#### Materials provided:

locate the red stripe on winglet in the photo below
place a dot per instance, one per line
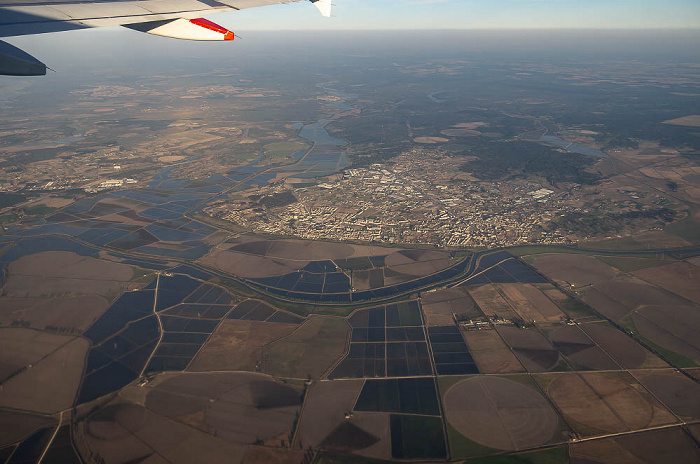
(205, 23)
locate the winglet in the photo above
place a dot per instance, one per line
(324, 6)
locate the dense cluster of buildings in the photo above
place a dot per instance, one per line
(416, 199)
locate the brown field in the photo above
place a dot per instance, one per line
(622, 349)
(297, 249)
(237, 345)
(260, 455)
(405, 257)
(238, 407)
(51, 383)
(573, 343)
(605, 403)
(633, 293)
(690, 121)
(376, 425)
(471, 125)
(21, 347)
(252, 266)
(677, 392)
(532, 349)
(422, 268)
(491, 354)
(72, 312)
(605, 305)
(311, 350)
(578, 270)
(632, 263)
(125, 432)
(491, 302)
(500, 413)
(655, 447)
(440, 305)
(324, 410)
(15, 426)
(430, 140)
(530, 303)
(681, 278)
(57, 273)
(695, 431)
(695, 373)
(69, 266)
(460, 132)
(672, 327)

#### What to work on:
Reproduce all the lines above, substituting "mark a point" for each occurrence of "place a dot" and leaving everything else as it is. Leave the picture out.

#### Written answer:
locate the red stripe on winglet in the photo below
mark a point per instance, one per line
(205, 23)
locate the winglet in the photo above
mark a point per instance, one per line
(324, 6)
locate the dense cluster of buildings in the photo above
mark a point per instance, one per line
(416, 199)
locate the brown field in the photo above
mark a point per instance, one per line
(622, 349)
(297, 249)
(237, 345)
(260, 455)
(405, 257)
(238, 407)
(51, 383)
(573, 343)
(605, 403)
(633, 293)
(690, 121)
(376, 425)
(471, 125)
(21, 347)
(252, 266)
(677, 392)
(532, 349)
(422, 268)
(491, 354)
(72, 312)
(605, 305)
(311, 350)
(578, 270)
(632, 263)
(125, 432)
(491, 302)
(500, 413)
(655, 447)
(440, 305)
(324, 410)
(15, 426)
(430, 140)
(530, 303)
(681, 278)
(57, 273)
(695, 431)
(695, 373)
(69, 266)
(460, 132)
(672, 327)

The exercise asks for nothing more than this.